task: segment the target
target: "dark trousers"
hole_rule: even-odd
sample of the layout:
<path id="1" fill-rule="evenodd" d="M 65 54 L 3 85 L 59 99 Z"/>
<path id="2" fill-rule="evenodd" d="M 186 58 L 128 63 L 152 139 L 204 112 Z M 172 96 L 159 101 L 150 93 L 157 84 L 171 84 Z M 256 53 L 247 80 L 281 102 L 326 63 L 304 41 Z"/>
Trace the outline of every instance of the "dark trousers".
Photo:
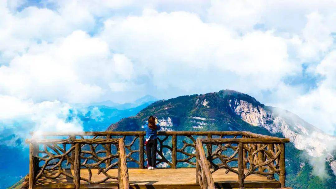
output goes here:
<path id="1" fill-rule="evenodd" d="M 147 155 L 147 167 L 156 167 L 156 151 L 158 140 L 156 138 L 150 139 L 146 145 L 146 154 Z"/>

> Exercise requirements
Write out every item above word for word, leaving the pictures out.

> Problem solution
task: segment the target
target: "dark trousers"
hole_rule: even-odd
sample of the layout:
<path id="1" fill-rule="evenodd" d="M 65 54 L 3 85 L 59 99 Z"/>
<path id="2" fill-rule="evenodd" d="M 186 58 L 128 63 L 152 139 L 204 112 Z M 172 96 L 159 101 L 150 93 L 157 84 L 171 84 Z M 256 53 L 247 80 L 281 102 L 326 63 L 304 41 Z"/>
Trace the outline of every instance of the "dark trousers".
Photo:
output goes here:
<path id="1" fill-rule="evenodd" d="M 147 155 L 147 167 L 156 167 L 156 151 L 158 140 L 156 138 L 150 139 L 146 145 L 146 154 Z"/>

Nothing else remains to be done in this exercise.